It's in Russia's interest to destabilize and they accomplish this, if you
could call their operations successful, by preying on westerners who trust
media and take everything they read as fact. It's worth noting that they play
both sides the aisle, so to speak, but the emphasis of these articles is the
Trump victory in the election.

Ultimately though, the subtext here is blaming Russian sockpuppets for turning
the tide and deciding the fate of the election, and it reeks of sour grapes.

[1]
[https://en.wikipedia.org/wiki/Operation_Earnest_Voice](https://en.wikipedia.org/wiki/Operation_Earnest_Voice)

[2]
[https://en.wikipedia.org/wiki/Center_for_Strategic_Counterte...](https://en.wikipedia.org/wiki/Center_for_Strategic_Counterterrorism_Communications#Objective)

[3]
[https://en.wikipedia.org/wiki/Joint_Threat_Research_Intellig...](https://en.wikipedia.org/wiki/Joint_Threat_Research_Intelligence_Group)

[4]
[https://en.wikipedia.org/wiki/Public_diplomacy_of_Israel](https://en.wikipedia.org/wiki/Public_diplomacy_of_Israel)

------
norlys
What do we do against this?

**EXERCISE:**
Rewrite the forum post, starting at "It's in Russia's" and stopping after "in the election.", and swap "westerners" for "people".

**ENTRIES SHOWN:**
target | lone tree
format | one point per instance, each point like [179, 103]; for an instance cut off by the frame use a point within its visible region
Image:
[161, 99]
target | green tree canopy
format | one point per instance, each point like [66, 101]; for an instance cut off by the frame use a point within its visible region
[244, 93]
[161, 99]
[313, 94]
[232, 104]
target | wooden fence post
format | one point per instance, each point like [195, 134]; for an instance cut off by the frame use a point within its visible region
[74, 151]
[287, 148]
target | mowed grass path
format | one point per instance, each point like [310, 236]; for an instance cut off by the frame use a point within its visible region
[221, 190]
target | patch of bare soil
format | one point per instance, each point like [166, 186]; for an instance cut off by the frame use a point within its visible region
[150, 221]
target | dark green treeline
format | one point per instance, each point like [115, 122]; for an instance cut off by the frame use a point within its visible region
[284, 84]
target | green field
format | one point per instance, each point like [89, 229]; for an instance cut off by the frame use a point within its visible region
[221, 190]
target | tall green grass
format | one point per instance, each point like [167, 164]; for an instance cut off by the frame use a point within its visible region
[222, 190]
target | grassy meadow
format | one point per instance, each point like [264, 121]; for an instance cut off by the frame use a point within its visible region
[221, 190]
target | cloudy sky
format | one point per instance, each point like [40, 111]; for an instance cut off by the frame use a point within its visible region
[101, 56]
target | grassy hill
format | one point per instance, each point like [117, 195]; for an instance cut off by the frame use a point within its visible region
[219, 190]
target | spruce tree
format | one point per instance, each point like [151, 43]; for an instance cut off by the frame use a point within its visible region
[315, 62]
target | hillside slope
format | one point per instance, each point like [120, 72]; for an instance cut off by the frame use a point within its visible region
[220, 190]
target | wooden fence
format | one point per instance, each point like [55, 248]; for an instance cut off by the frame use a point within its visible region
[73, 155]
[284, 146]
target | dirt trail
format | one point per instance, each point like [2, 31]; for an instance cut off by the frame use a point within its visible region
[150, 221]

**FINISHED ANSWER:**
It's in Russia's interest to destabilize and they accomplish this, if you
could call their operations successful, by preying on people who trust
media and take everything they read as fact. It's worth noting that they play
both sides the aisle, so to speak, but the emphasis of these articles is the
Trump victory in the election.